● About this exercise
The expected output is each entry, given again exactly.
--- Dataset entries Enclosed Below ---
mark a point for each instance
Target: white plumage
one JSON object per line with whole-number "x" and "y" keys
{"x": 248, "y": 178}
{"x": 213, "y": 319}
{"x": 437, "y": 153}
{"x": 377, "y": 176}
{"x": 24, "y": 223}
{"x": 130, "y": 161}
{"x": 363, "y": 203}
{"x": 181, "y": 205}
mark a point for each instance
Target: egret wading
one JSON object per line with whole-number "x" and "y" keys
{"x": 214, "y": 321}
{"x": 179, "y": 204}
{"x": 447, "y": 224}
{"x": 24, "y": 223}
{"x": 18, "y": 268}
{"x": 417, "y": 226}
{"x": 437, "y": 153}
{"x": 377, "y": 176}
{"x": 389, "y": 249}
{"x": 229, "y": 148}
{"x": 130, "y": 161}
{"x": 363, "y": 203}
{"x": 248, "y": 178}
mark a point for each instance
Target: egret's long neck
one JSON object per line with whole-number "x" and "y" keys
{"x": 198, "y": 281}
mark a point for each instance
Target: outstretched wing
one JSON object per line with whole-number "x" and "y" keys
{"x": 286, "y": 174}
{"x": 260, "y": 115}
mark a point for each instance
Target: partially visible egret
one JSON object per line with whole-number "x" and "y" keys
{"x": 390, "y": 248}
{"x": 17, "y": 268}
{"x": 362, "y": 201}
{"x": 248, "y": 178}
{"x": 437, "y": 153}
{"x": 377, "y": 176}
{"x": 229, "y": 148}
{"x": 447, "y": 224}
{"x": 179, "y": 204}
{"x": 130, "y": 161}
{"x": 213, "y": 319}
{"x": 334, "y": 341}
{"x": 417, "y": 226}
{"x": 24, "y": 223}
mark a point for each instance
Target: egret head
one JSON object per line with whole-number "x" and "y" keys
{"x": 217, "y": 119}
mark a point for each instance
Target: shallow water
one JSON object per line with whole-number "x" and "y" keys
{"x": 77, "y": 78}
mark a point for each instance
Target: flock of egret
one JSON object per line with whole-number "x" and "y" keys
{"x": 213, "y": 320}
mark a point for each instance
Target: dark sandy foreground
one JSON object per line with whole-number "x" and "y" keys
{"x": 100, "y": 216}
--- End of Enclosed Dataset entries ---
● Exercise result
mark a point for each instance
Target: white plumage
one JSON object per line with whole-number "x" and "y" keys
{"x": 248, "y": 178}
{"x": 213, "y": 319}
{"x": 437, "y": 153}
{"x": 377, "y": 176}
{"x": 24, "y": 223}
{"x": 130, "y": 161}
{"x": 363, "y": 203}
{"x": 181, "y": 205}
mark a point for each instance
Target: egret wading
one JSON object per line with whole-number "x" and "y" keys
{"x": 214, "y": 321}
{"x": 179, "y": 204}
{"x": 447, "y": 224}
{"x": 24, "y": 223}
{"x": 18, "y": 268}
{"x": 417, "y": 226}
{"x": 437, "y": 153}
{"x": 377, "y": 176}
{"x": 389, "y": 249}
{"x": 229, "y": 148}
{"x": 130, "y": 161}
{"x": 363, "y": 203}
{"x": 248, "y": 178}
mark a point for each instance
Target: egret's long neck
one JSON object per line with whole-number "x" and "y" keys
{"x": 198, "y": 281}
mark a point for each instance
Target: outstretched wing
one JSON object per line with whole-number "x" and "y" keys
{"x": 286, "y": 174}
{"x": 260, "y": 115}
mark a point for each instance
Target: partially visible egret
one JSON object per line with whole-number "x" and "y" keys
{"x": 390, "y": 248}
{"x": 17, "y": 268}
{"x": 362, "y": 201}
{"x": 248, "y": 178}
{"x": 437, "y": 153}
{"x": 377, "y": 176}
{"x": 229, "y": 148}
{"x": 447, "y": 224}
{"x": 179, "y": 204}
{"x": 130, "y": 161}
{"x": 213, "y": 319}
{"x": 334, "y": 341}
{"x": 417, "y": 226}
{"x": 24, "y": 223}
mark a point for each instance
Target: egret head
one JSON object per line with whole-number "x" and "y" keys
{"x": 217, "y": 119}
mark a point for each instance
Target: shallow water
one JSON object per line with whole-number "x" and "y" keys
{"x": 77, "y": 78}
mark a point for each instance
Target: flock of egret
one JSON object per line with whole-number "x" and "y" keys
{"x": 213, "y": 320}
mark a point for each instance
Target: dark sandy foreground
one JSON object per line with whole-number "x" and "y" keys
{"x": 100, "y": 216}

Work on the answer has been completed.